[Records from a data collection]
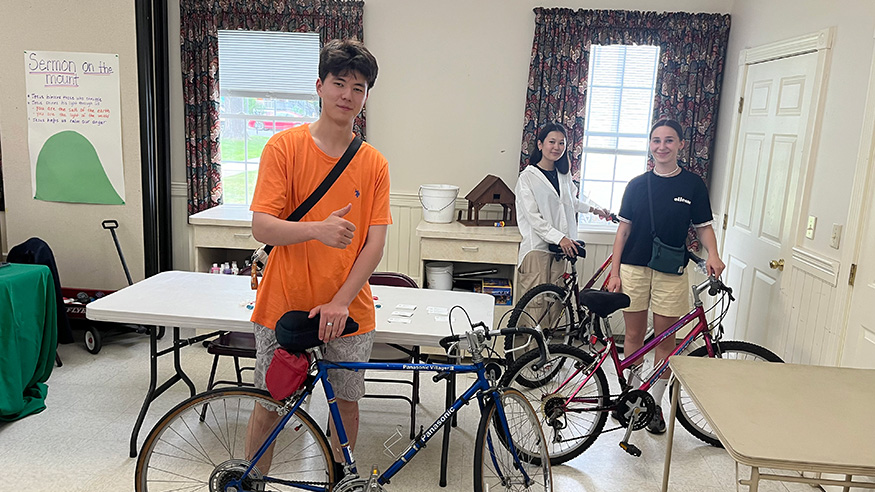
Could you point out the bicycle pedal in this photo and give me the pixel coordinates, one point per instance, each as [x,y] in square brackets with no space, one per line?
[631,449]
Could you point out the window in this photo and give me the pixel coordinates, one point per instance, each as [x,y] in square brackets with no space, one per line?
[268,84]
[619,105]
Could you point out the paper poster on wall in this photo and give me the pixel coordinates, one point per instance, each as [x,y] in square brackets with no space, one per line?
[74,127]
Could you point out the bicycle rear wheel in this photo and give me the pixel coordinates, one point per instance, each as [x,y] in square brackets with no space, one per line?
[576,423]
[495,467]
[688,413]
[542,306]
[185,452]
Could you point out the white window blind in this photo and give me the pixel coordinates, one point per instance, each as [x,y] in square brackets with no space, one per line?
[622,80]
[281,65]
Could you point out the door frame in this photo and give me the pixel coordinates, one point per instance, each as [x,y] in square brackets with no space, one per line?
[861,202]
[819,42]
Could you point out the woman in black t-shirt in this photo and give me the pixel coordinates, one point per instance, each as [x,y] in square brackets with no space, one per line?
[676,198]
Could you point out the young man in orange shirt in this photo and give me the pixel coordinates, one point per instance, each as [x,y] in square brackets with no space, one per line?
[321,264]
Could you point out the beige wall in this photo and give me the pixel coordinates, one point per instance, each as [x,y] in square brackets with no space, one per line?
[755,23]
[85,253]
[448,103]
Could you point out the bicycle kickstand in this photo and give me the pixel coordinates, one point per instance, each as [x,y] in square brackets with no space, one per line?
[625,444]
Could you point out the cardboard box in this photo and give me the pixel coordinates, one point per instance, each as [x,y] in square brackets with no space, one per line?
[500,289]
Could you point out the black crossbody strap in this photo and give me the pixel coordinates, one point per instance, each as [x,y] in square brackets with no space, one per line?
[650,201]
[326,183]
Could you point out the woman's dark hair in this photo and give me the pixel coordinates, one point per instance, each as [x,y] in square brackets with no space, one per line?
[536,155]
[674,125]
[339,57]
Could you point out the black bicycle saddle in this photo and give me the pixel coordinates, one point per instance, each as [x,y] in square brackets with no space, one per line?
[603,303]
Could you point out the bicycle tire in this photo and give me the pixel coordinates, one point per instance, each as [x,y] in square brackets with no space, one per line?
[532,310]
[183,452]
[586,417]
[494,465]
[688,414]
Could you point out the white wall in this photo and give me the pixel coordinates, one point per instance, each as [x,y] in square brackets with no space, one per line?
[85,253]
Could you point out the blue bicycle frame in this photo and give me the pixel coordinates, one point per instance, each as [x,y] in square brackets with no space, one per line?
[479,388]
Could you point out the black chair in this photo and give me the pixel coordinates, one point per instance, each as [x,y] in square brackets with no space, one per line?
[390,352]
[232,344]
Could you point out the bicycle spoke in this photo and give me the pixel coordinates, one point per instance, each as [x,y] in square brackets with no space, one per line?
[184,453]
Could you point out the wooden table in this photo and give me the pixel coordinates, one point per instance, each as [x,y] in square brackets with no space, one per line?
[784,416]
[218,302]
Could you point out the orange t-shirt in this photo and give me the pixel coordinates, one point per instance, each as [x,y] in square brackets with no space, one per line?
[304,275]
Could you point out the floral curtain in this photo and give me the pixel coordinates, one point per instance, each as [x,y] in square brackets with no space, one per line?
[201,21]
[692,56]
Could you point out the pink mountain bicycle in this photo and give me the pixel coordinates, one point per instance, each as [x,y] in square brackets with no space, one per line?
[571,394]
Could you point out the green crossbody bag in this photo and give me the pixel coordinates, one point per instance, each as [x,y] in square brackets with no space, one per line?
[664,258]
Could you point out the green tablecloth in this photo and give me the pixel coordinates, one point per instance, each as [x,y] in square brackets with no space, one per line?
[28,338]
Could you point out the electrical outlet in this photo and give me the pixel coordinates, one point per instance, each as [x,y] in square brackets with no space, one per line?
[809,231]
[836,237]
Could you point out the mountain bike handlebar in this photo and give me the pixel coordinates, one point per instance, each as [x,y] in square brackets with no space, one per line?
[448,341]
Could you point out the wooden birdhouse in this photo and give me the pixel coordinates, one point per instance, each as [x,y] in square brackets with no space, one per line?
[491,190]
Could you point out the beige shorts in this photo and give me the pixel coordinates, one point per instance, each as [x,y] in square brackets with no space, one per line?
[665,294]
[348,385]
[538,267]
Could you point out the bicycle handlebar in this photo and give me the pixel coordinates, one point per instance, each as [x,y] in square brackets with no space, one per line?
[715,285]
[448,341]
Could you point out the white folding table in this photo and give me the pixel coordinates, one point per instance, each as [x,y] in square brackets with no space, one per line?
[788,417]
[205,301]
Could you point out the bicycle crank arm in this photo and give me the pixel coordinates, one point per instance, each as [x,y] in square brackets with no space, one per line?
[631,449]
[625,444]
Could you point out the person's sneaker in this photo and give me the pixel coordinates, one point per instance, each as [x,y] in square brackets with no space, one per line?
[657,423]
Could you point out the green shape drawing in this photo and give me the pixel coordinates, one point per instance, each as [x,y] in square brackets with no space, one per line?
[68,170]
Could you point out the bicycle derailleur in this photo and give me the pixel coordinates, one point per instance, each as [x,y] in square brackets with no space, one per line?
[354,483]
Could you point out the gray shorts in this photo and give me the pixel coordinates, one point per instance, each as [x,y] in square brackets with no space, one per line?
[348,385]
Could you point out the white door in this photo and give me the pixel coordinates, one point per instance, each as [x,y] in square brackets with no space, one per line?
[859,349]
[768,157]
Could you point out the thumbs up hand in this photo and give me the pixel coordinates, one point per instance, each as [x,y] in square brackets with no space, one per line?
[335,231]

# PROBLEM STATEMENT
Final part of the records: return the line that contains "Could you point out the person's" and every line after it, exactly, with no other lines added.

# ANSWER SECTION
Could you point out the person's sneaker in this photo and give me the pixel coordinates, one point per instance, each as [x,y] in square brackets with no space, one per line?
[657,423]
Could you point out the green shape drawing in this photo and give me the pixel coordinates, one point per instance, each as [x,y] in square brackets with no space, one per line?
[68,170]
Could you point out the bicycle derailleur in this photo and give me the pixel coordinates, one point per instance, each as [x,y] in square brackets with no space, one per line?
[354,483]
Could you point out the gray shorts in this photo and give me the pixel coordinates, one point per instance, each as [x,y] in square brackets with no space, one per line?
[348,385]
Could you point out the white door in this photo and give me the pixel coordinates, one point per instance, each as [x,y] in square brackets with no space, one per line?
[859,349]
[768,157]
Could you point out the thumbs up hand in this photo and give me the pixel coordinates, one point per instance, each as [x,y] in square brackets with no space, one per line?
[335,231]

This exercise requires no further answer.